▶ EXERCISE PROMPT
Output the records. Match them exactly.

▶ STUDY MATERIAL
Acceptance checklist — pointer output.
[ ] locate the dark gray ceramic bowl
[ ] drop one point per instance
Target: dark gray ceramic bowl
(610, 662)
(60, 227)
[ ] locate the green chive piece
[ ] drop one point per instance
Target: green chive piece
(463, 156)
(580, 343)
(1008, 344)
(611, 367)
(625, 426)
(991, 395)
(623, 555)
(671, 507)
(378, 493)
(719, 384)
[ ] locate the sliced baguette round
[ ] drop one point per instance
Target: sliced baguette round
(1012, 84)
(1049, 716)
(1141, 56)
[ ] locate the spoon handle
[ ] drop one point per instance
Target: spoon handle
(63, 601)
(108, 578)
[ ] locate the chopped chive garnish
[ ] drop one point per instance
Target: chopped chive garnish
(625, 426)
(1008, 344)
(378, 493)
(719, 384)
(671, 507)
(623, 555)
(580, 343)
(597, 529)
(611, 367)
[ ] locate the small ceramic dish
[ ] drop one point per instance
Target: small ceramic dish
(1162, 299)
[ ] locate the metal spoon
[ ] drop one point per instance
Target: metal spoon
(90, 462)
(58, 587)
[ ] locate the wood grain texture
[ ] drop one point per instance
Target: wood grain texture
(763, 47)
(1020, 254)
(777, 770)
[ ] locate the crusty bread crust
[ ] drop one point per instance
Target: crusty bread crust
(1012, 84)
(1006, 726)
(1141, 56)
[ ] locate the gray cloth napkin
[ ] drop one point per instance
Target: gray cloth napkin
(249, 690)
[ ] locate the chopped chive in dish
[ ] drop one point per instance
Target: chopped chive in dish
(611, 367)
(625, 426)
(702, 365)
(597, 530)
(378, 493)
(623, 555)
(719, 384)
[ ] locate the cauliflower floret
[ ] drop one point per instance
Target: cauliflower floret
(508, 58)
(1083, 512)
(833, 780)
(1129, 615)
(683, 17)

▶ WRITTEN REPLY
Acceptance checklist — pointer output.
[ ] locate the dark gray ceramic bowl
[ ] drop one point per instance
Target: dark gray ceramic bowl
(610, 662)
(60, 227)
[ ] locate the green chive piece
[ ] drop one point per instance
Target: green chive piece
(463, 156)
(580, 343)
(1008, 344)
(611, 367)
(625, 426)
(991, 395)
(623, 555)
(671, 507)
(378, 493)
(719, 384)
[ ] locate the sliced baguette round
[ ] drop one point per instance
Target: sliced baguette round
(1012, 84)
(1049, 716)
(1141, 56)
[ ] locate the spoon handle
[ ] drop one point per instance
Target: spoon handle
(63, 601)
(108, 578)
[ ] locate the chopped chive garnish
[ ] drop one point per instance
Target: chopped chive garnish
(625, 426)
(1008, 344)
(378, 493)
(719, 384)
(671, 507)
(623, 555)
(580, 343)
(597, 529)
(611, 367)
[ ] locate the small ceramic dish
[ ] drop one point per instance
Target: small ceramic dish
(1162, 299)
[ ] locate the metal spoon
[ ] drop one point per instance
Target: metal spoon
(90, 462)
(58, 587)
[ ] locate the wood grain texture
[ ] drop one point per instance
Target: wood grain texture
(763, 47)
(1020, 254)
(777, 770)
[ ] locate the crusty bread crust
[ ] drop one point per instance
Target: crusty bread crust
(1012, 84)
(1006, 726)
(1141, 56)
[ ] locate the gray cloth napkin
[ ] drop one point per instance
Target: gray cloth napkin
(249, 690)
[ ] locate the chopped chive in dish
[ ] drop one point per instance
Target: chopped chive in dish
(611, 367)
(625, 426)
(702, 365)
(597, 530)
(378, 493)
(623, 555)
(719, 384)
[ ] locate the cauliflower floret
[ ] drop one point per instance
Target: cauliflower floret
(508, 58)
(1083, 512)
(833, 780)
(1129, 615)
(683, 17)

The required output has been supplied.